Caching question BIND 9 help me please

Thu Aug 7 00:11:07 UTC 2003

Vo wrote:

> Here's my situation.  I'm using BIND 9, Redhat 9 latest version.  I have
> 2 servers in house, a primary and secondary, and I'm using my ISP as a
> tertiary.
>
> Last week my primary suffered a hard drive failure.  I thought "no big
> deal, the secondary and tertiaries will take care of servicing DNS
> requests". The primary was down for about 28 hours while I got a new
> hard drive in place.
>
> During this timeframe the secondary was reporting constantly that it
> couldn't update since it couldn't reach the primary. I expected that.
>
> At about 24 hours elapsed time, we started disappearing off the
> internet.  Using my secondary to query some names from my domain, I got
> "not founds."  I did that with our ISP tertiary DNS server as well, and
> was spewed back the root servers list.  Not good. (I quickly got the
> primary back online and everything straightened out straight away).

+++++

→ **GOAL 1**
Retype everything in the BIND 9 thread from "Thu Aug 7 00:11:07" down to "drive in place.".
→ **GOAL 2**
For each statement about the BIND 9 thread, answer yes or no and quote the words of the thread that decide it: (a) The primary server was down for about 28 hours. (b) The primary server failed because of a power outage. (c) The ISP's tertiary DNS server returned "not founds" when queried.
Base your work on the thread alone.

[Dataset entries]
+++++

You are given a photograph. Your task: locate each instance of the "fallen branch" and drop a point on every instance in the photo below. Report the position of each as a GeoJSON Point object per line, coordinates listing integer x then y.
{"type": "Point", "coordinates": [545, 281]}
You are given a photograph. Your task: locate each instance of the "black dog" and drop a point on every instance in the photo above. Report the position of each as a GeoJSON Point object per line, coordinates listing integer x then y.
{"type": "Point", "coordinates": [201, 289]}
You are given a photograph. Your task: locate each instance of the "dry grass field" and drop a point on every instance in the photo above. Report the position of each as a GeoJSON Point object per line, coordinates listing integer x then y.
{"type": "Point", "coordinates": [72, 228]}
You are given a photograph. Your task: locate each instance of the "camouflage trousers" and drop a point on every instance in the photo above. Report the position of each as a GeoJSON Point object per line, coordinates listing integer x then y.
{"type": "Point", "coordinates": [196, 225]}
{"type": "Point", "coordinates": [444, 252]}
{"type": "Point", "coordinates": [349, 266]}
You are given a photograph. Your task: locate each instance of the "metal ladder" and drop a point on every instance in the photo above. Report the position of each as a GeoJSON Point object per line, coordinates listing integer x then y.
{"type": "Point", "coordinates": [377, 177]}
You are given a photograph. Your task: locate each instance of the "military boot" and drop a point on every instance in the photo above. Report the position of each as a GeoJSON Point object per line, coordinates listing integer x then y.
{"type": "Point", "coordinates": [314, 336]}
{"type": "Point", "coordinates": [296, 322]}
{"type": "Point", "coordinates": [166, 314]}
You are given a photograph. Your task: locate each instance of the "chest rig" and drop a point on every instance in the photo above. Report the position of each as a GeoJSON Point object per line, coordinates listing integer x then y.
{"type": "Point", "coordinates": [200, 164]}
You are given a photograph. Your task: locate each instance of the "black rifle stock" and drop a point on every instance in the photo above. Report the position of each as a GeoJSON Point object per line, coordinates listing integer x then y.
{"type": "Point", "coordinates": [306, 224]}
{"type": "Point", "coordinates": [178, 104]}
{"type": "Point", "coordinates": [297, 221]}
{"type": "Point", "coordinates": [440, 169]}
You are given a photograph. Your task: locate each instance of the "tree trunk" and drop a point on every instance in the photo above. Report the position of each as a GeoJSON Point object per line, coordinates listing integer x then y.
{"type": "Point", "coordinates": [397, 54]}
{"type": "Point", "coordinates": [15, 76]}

+++++

→ **ANSWER 1**
Thu Aug 7 00:11:07 UTC 2003

Vo wrote:

> Here's my situation.  I'm using BIND 9, Redhat 9 latest version.  I have
> 2 servers in house, a primary and secondary, and I'm using my ISP as a
> tertiary.
>
> Last week my primary suffered a hard drive failure.  I thought "no big
> deal, the secondary and tertiaries will take care of servicing DNS
> requests". The primary was down for about 28 hours while I got a new
> hard drive in place.

→ **ANSWER 2**
(a) Yes: "The primary was down for about 28 hours"
(b) No: "my primary suffered a hard drive failure"
(c) No: "was spewed back the root servers list"